Text segment →
────────────────

Mom, Dad and Ben
The 278th left for Camp Shelby last week with plans for deployment to Iraq in February. I don’t have any family or know anyone who has been or will be deployed to war on foreign soil, but I can’t help wonder what it must have been like for my dad, who was sent to Vietnam in 1967. I can’t really imagine the things he saw there, even after listening to his stories. But I also can’t help to be in some part grateful that he did serve – because if he hadn’t been sent halfway around the world to fight, he would never have met my mother and my brother and I would not have been born.
But the story of how my parents met doesn’t begin with an American soldier in Vietnam. It begins, as my mother tells it, with two drunken English sailors in a bar.
My mother is from Sydney, Australia. In 1969, she was training to be a nurse with dreams of traveling the world. During the war, Sydney was a popular destination for soldiers on R&R, and my mother’s parents had joined a program that offered hospitality and home cooking to soldiers on leave. So when the father of a friend of my mother’s gave his daughter’s address to two English sailors in a local pub one night, it set in motion a chain of events that would cause my mother to leave her family and country behind to marry my father.
The two English sailors eventually ended up in Hong Kong where their ship was docked next to an American ship on its way to Vietnam. They passed mom’s friend’s address to the American sailors, who eventually wrote and asked if she had some friends who would like to become pen pals. My mother volunteered and began corresponding with a young sailor named Eric.
They wrote to each other for several months. From listening to my mother’s stories, I gather this Eric was a bit sweet on her. But he made a mistake one day when he heard a soldier from Tennessee whose Army unit was stationed on board his ship mention he was heading to Sydney on his leave. He gave the soldier my mother’s name and address along with some money and asked him to send her some flowers on his behalf when he got there.
Instead, the dashing young soldier arrived in Sydney, obtained my mother’s phone number and asked her to dinner – using the money the sailor had given him for flowers.
It was June 1968, and my mother had just finished her nurse’s training and obtained a position at a hospital in Toronto, Canada. She and a couple of friends were leaving in a week to sail across the Pacific and tour America before beginning their new jobs in Canada. Meeting an American soldier on a blind date was one last hurrah.
They hit it off and mom enjoyed his company so much, she invited him to her bon voyage party at her parents’ house the next day. Dad got to meet her whole family at the party and gave Mom his address so they could write when he returned to the war.

────────────────

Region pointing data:
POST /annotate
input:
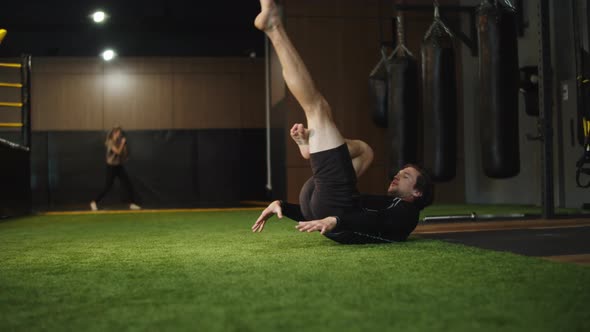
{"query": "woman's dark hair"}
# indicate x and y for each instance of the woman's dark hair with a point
(110, 134)
(424, 185)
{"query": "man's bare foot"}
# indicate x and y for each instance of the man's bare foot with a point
(269, 17)
(300, 135)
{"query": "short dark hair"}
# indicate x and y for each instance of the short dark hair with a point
(424, 185)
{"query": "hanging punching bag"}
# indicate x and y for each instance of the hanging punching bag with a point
(403, 105)
(378, 88)
(439, 101)
(499, 79)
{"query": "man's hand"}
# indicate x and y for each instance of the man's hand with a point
(321, 225)
(272, 209)
(299, 134)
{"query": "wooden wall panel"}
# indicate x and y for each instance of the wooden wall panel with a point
(207, 101)
(67, 65)
(148, 93)
(138, 101)
(67, 102)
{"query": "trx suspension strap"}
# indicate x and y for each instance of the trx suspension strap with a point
(585, 159)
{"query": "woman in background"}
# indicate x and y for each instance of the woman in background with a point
(116, 156)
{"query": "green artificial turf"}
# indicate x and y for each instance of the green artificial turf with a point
(205, 271)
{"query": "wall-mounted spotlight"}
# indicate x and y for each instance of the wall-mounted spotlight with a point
(108, 55)
(99, 16)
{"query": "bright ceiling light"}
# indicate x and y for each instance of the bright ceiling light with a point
(108, 55)
(99, 16)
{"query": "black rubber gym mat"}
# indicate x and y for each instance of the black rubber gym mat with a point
(529, 242)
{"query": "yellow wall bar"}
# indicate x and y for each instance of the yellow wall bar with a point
(11, 104)
(11, 124)
(11, 65)
(11, 85)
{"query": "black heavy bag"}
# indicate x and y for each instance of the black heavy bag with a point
(379, 88)
(403, 103)
(499, 79)
(439, 102)
(403, 111)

────────────────

Questions on the material →
**a)** Print the portion of the account of how the parents met that runs between "But the story" and "marry my father.", inclusive.
**b)** In the account of how the parents met, where was the mother's new nursing job located?
**c)** Carry on the account of how the parents met, picking up after its final sentence.
The material stands apart from the account of how the parents met.

Expected responses →
**a)**
But the story of how my parents met doesn’t begin with an American soldier in Vietnam. It begins, as my mother tells it, with two drunken English sailors in a bar.
My mother is from Sydney, Australia. In 1969, she was training to be a nurse with dreams of traveling the world. During the war, Sydney was a popular destination for soldiers on R&R, and my mother’s parents had joined a program that offered hospitality and home cooking to soldiers on leave. So when the father of a friend of my mother’s gave his daughter’s address to two English sailors in a local pub one night, it set in motion a chain of events that would cause my mother to leave her family and country behind to marry my father.

**b)** At a hospital in Toronto, Canada.

**c)**
Dad left to return to Vietnam the same day my mother left Australia. She wrote to him several times over the next few months, but didn’t hear back from him for a long time, as the mail was often slow and unreliable.
In spring of 1969, Mom got an opportunity to drive across Canada to Vancouver with some friends. She had to quit her job to do so, but she wanted to travel and see new parts of the world. When she got to Vancouver, she got a surprise visit – from Eric, her first pen pal. They had never met in person before, though Mom had met his family when they came to meet their son’s pen pal when her ship docked in Los Angeles the summer before. Eric asked her if she wanted to drive with him to LA from Vancouver, and Mom agreed, always up for an adventure.
But before they left, her roommates in Toronto had forwarded her mail to Vancouver – including a letter from my dad. He was back in America, stationed in San Antonio, and wanted to know if she would be interested in meeting again. Mom was already headed to LA. She figured she could stop in San Antonio on her way back to Toronto.
And thus began their courtship. Through letters, phone calls and the occasional visit, they built a relationship. One night, in late October of 1969, Dad called her again and asked if she could come see him – but this time he wanted her to stay. My father proposed to my mother over the phone. She had to call him back to ask if he was serious. He was, and she accepted.
She flew to San Antonio in November, but because she wasn’t an American citizen, the Army wouldn’t let them get married. But he had only five weeks left until he was due to be discharged, so they waited. On Dec. 13, 1969, they were married here in Crossville in his brother’s living room.
My mother once counted the number of days they were actually together before they got married. They saw each other for only 30 days. Nearly their entire courtship was done via letters and phone calls.
My brother likes to tell people that our parents met when our mother was being held captive by Charlie in the jungles of Vietnam and our dad bravely fought his way through the enemy camp and rescued her, fell in love at first sight, and lived happily ever after. And while that scenario sounds like something out of a 1980s Chuck Norris movie, their meeting was no less amazing in and of itself. If America hadn’t gone to war with Vietnam, if Dad’s first letter to Mom hadn’t arrived before she left Vancouver, if my mother’s friend’s father had never met those two English sailors in a bar – my parents would never have met, let alone recently celebrate their 40th wedding anniversary.
My dad is my hero and my mother is my best friend. I love them both, and cannot begin to express how grateful I am for everything they’ve ever done for me and my brother.
Happy anniversary, Mom and Dad. May you have 40 more wonderful years together.